Study text:
Federal support for a statewide program that repays hospitals for "disproportionate shares" of care for the uninsured has dropped about 15 percent, which will cost the Health Alliance about $5.4 million a year.

A 2.9 percent increase in state Medicaid payments to hospitals that was supposed to take effect Jan. 1 has been delayed until June 1. Given Ohio's overall budget crunch, the Health Alliance assumes the increase will vanish completely, erasing $2.2 million a year in expected revenue.

Then there's investment income. In the booming 1990s, many hospitals counted on investment gains to offset losses in other funding sources. Not anymore.

The Health Alliance's investments lost $20 million in fiscal 2001 and another $13 million in fiscal 2002, which ended June 30, Mr. Long said. As a result, the system has quadrupled the amount of money drawn from day-to-day operations to underwrite its pension plan obligations.

Meanwhile, the financial forecast does not put a figure on another potential income problem: a legal fight started last month by TriHealth to share at least part of a Hamilton County tax levy for indigent care services.

University Hospital gets about $34 million a year from that levy. Any money that stops flowing to the hospital would just make the fiscal forecast worse, Mr. Long said.

Expenses soar

On the expense side, the fiscal concerns continue as expenses continue to outpace general inflation.

The Health Alliance projects that supply expenses will grow 8 percent a year, largely due to soaring costs of pharmaceuticals and exploding demand for medical devices such as drug-coated stents, pacemakers and defibrillators.

(Collected data)
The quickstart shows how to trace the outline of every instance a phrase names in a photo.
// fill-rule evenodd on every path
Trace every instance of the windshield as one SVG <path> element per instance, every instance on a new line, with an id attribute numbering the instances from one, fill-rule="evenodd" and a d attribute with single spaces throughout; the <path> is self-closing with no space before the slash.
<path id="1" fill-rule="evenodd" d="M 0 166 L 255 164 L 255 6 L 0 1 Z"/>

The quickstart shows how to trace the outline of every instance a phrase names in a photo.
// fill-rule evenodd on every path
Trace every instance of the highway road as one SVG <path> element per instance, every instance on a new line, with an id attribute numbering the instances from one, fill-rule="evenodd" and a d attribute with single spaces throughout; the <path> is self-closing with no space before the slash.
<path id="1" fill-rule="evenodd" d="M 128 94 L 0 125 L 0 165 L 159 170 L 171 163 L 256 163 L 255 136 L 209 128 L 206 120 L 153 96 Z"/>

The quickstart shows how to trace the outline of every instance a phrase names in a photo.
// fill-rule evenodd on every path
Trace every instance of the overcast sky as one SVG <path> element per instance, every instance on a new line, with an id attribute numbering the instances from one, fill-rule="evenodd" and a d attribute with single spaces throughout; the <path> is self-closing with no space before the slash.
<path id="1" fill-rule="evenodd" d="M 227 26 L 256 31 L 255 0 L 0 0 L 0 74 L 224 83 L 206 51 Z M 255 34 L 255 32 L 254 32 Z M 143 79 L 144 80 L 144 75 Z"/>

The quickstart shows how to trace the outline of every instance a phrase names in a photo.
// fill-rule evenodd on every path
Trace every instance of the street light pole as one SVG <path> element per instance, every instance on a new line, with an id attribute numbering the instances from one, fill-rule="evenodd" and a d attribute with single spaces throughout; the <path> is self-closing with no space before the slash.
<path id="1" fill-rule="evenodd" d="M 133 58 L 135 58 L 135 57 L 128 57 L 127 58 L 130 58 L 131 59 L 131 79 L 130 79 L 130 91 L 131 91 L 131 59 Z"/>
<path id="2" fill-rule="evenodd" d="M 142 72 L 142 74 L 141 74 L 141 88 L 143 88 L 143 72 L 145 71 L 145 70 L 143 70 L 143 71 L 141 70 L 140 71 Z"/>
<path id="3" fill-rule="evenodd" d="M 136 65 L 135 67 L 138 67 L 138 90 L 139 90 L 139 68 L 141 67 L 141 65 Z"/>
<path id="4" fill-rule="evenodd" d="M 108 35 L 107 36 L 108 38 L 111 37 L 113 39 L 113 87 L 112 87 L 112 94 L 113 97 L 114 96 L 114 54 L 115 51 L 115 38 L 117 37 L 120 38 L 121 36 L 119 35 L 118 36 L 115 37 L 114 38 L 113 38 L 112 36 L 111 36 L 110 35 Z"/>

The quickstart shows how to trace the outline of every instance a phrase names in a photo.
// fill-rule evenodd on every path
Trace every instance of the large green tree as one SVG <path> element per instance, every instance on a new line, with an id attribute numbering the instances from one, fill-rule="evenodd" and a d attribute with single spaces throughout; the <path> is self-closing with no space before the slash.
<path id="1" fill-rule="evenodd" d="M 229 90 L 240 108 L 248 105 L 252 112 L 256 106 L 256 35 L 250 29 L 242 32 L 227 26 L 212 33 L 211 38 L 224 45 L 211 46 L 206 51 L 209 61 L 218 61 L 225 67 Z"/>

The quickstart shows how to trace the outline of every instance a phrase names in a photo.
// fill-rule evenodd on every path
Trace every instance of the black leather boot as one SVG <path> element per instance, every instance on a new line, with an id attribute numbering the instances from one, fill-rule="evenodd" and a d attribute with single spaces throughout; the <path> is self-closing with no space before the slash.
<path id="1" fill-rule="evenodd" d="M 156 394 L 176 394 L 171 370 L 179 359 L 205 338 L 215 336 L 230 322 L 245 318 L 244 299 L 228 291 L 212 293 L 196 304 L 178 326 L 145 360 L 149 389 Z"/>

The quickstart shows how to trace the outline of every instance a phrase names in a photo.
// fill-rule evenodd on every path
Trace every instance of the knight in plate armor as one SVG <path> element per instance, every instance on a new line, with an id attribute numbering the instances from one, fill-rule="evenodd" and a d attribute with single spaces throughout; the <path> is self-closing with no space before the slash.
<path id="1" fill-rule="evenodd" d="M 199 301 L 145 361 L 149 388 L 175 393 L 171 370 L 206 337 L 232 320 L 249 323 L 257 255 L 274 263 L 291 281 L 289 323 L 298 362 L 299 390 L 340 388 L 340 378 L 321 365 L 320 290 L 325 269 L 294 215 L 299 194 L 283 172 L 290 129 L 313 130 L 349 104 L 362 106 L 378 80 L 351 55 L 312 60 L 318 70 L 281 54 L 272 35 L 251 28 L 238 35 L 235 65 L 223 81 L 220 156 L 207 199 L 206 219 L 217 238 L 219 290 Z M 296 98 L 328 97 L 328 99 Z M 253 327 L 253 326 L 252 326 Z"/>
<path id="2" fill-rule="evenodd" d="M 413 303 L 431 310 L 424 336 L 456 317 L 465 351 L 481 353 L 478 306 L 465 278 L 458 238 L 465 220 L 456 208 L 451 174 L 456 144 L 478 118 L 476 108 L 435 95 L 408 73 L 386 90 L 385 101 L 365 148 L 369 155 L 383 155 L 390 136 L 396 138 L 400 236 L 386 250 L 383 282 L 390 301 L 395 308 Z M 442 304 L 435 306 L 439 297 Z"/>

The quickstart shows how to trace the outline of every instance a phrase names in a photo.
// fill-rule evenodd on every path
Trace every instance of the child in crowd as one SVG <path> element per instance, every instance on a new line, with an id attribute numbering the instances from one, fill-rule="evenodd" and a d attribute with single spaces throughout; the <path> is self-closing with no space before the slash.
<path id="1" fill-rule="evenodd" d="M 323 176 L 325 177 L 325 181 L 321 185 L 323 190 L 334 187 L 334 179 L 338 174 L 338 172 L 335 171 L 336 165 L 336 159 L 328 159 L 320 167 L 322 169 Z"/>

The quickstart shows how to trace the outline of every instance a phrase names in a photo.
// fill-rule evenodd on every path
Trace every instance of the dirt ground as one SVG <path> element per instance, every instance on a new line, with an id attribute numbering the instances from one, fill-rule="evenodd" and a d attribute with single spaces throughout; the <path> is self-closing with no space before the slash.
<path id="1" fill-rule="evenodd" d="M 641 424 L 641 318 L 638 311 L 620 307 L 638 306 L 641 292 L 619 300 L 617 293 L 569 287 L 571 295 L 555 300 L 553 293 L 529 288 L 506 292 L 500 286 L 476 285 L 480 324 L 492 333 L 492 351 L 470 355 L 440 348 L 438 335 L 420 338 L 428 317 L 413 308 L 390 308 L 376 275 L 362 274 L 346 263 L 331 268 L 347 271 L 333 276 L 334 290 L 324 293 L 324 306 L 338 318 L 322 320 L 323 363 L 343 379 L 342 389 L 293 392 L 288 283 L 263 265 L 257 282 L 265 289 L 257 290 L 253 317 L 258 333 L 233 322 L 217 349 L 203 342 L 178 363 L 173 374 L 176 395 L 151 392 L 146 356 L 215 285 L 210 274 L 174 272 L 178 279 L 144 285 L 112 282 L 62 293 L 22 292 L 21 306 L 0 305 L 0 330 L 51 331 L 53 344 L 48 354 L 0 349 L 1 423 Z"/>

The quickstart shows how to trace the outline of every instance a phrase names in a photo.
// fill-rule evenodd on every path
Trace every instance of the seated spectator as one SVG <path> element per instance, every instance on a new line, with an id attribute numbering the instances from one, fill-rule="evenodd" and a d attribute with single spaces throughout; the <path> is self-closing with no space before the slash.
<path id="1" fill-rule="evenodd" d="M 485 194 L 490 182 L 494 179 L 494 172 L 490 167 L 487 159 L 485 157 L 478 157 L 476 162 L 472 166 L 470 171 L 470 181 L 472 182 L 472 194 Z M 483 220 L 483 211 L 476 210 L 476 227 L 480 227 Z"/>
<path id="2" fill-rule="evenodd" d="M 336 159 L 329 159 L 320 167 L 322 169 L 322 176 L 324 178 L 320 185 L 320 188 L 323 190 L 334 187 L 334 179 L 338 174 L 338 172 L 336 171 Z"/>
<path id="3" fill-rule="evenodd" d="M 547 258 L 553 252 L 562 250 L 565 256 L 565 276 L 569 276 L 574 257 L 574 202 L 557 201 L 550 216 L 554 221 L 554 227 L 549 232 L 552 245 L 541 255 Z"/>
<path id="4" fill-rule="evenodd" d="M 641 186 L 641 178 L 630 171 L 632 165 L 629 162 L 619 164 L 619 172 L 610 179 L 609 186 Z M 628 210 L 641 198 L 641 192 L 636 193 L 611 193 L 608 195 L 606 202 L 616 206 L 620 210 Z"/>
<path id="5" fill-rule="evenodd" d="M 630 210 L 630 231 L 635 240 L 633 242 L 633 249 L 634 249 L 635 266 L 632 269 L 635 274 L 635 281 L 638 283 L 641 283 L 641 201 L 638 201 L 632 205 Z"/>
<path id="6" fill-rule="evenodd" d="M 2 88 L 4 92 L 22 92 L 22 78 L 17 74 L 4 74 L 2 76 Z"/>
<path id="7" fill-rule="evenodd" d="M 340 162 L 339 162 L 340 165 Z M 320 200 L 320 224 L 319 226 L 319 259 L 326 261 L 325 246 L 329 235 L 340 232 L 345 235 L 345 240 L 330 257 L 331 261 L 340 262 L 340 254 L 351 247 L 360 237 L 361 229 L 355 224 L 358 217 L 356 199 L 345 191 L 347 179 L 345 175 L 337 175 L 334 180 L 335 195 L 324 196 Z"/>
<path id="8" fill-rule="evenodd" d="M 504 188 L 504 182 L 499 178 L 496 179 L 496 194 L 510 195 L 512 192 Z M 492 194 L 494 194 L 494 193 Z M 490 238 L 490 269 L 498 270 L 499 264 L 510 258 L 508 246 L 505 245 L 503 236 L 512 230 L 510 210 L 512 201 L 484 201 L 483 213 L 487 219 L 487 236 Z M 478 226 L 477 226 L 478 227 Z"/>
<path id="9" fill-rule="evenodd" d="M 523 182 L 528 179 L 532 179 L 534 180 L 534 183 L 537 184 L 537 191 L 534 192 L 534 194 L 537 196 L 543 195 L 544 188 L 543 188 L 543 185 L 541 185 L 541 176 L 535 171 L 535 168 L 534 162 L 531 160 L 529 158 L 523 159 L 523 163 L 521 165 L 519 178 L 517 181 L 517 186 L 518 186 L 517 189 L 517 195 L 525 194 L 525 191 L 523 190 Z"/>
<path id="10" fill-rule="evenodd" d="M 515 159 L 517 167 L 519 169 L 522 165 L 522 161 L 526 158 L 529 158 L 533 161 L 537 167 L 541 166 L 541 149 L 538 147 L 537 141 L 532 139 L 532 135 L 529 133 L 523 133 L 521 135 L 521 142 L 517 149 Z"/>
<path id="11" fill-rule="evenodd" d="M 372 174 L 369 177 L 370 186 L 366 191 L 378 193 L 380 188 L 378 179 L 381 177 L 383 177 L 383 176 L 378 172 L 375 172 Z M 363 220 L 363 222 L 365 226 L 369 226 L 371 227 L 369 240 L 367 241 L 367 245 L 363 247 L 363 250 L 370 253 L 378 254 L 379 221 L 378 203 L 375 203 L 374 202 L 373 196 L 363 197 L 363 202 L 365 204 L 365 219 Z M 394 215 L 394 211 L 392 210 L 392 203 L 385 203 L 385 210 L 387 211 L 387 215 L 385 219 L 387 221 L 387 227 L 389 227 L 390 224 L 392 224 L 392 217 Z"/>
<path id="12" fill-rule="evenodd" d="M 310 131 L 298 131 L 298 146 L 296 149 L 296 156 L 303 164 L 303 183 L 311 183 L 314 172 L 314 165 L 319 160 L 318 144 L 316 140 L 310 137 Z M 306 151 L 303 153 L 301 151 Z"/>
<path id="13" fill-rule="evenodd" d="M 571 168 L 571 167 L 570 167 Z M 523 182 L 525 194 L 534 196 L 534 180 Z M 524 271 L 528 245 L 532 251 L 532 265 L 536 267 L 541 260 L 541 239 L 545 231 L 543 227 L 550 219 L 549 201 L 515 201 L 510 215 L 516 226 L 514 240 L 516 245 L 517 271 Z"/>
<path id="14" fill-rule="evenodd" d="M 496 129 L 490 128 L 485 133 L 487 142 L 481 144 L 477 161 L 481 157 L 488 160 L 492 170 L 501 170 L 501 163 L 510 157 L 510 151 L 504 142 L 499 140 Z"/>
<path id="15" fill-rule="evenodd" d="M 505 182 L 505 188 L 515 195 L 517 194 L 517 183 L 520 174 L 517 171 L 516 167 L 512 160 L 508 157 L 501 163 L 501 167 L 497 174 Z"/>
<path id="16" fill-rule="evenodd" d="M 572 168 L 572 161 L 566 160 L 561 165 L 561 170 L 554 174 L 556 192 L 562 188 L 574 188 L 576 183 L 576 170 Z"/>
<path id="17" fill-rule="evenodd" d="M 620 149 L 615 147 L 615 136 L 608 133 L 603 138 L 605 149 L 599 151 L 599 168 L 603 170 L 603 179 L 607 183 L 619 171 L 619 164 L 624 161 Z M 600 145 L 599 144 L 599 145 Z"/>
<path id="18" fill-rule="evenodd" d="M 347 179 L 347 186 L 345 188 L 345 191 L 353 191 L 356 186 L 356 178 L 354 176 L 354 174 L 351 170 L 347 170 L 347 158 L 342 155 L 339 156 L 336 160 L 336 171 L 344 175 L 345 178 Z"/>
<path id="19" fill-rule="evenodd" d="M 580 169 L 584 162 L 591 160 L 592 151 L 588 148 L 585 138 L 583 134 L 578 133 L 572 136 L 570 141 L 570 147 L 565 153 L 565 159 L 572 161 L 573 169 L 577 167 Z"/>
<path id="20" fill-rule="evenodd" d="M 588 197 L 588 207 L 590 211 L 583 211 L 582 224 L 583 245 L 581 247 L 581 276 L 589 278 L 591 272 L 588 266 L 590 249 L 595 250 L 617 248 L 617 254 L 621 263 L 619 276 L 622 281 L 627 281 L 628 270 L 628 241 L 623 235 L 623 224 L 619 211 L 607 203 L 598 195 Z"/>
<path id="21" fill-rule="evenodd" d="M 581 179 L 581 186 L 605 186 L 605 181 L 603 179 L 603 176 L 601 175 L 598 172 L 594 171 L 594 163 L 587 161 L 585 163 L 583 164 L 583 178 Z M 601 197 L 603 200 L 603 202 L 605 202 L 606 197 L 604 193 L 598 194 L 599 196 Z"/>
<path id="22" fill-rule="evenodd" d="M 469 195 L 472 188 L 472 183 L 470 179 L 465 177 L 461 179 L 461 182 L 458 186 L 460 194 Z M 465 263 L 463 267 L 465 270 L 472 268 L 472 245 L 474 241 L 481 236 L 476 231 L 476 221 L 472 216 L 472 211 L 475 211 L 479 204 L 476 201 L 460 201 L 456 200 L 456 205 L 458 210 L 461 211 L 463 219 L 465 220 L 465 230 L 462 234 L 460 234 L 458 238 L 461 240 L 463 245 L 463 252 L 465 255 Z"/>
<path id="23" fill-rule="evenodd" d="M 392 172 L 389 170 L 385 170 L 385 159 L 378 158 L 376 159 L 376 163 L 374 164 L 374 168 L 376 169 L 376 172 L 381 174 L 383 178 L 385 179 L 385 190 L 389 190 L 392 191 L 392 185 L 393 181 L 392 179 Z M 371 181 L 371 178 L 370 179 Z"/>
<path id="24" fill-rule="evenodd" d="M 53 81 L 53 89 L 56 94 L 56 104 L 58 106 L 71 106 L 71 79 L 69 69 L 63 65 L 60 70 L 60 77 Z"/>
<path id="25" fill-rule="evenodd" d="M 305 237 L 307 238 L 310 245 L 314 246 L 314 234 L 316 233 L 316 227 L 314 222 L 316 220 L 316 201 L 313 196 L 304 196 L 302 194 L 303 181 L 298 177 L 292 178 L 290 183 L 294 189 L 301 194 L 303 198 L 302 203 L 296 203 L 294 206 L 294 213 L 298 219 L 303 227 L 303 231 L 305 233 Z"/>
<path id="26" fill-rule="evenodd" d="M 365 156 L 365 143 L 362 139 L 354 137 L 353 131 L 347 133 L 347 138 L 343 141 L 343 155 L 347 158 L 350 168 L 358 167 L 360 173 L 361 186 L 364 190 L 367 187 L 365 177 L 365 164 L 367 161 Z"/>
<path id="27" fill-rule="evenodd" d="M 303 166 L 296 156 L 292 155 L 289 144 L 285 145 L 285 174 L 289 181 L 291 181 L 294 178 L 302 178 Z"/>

Required tasks:
**a)** Answer these from the Health Alliance article:
(i) To what date has the 2.9 percent increase in state Medicaid payments been delayed?
(ii) How much did the Health Alliance's investments lose in fiscal 2001?
(iii) About how much does University Hospital receive each year from the Hamilton County tax levy?
**b)** From the Health Alliance article, write out word for word the stretch from "Then there's investment" through "indigent care services.".

Answers:
**a)**
(i) June 1
(ii) $20 million
(iii) About $34 million

**b)**
Then there's investment income. In the booming 1990s, many hospitals counted on investment gains to offset losses in other funding sources. Not anymore.

The Health Alliance's investments lost $20 million in fiscal 2001 and another $13 million in fiscal 2002, which ended June 30, Mr. Long said. As a result, the system has quadrupled the amount of money drawn from day-to-day operations to underwrite its pension plan obligations.

Meanwhile, the financial forecast does not put a figure on another potential income problem: a legal fight started last month by TriHealth to share at least part of a Hamilton County tax levy for indigent care services.